Please output exactly the part of the records below that opens with the line containing "the mountain in" and closes with the line containing "The component shall return one point per instance of the rock", both lines included, and nothing else.

═════ MATERIAL TO PROCESS ═════

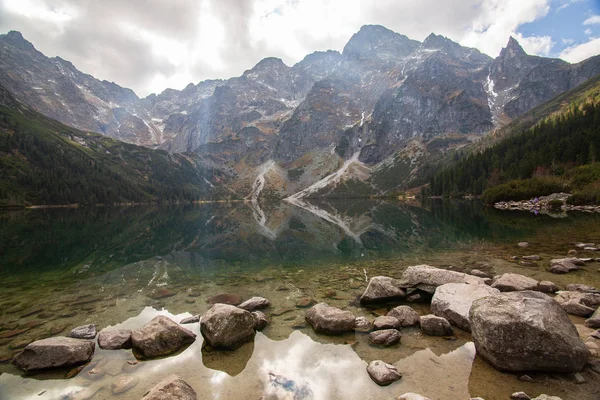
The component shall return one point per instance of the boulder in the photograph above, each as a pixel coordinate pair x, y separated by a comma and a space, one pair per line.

═════
═════ MATERIAL TO PROCESS ═════

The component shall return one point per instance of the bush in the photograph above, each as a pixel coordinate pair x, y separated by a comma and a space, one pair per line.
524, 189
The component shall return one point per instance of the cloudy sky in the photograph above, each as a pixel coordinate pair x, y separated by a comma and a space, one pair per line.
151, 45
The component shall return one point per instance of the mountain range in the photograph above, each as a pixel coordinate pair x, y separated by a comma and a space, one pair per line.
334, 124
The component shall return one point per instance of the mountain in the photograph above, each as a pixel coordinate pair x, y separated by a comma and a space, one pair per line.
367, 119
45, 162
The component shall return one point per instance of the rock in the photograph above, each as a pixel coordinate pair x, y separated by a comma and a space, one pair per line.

═════

ANSWER AREA —
The component shall return one point per instance of the mountain in the photograph above, each as a pixel coordinate pair x, y separated by a comma and a space, one pair per line.
367, 119
45, 162
The component shall return one point per instance of the rock in the photograph above, each as a pixel coordinate pair x, y separated by a comma and a space, one pair per line.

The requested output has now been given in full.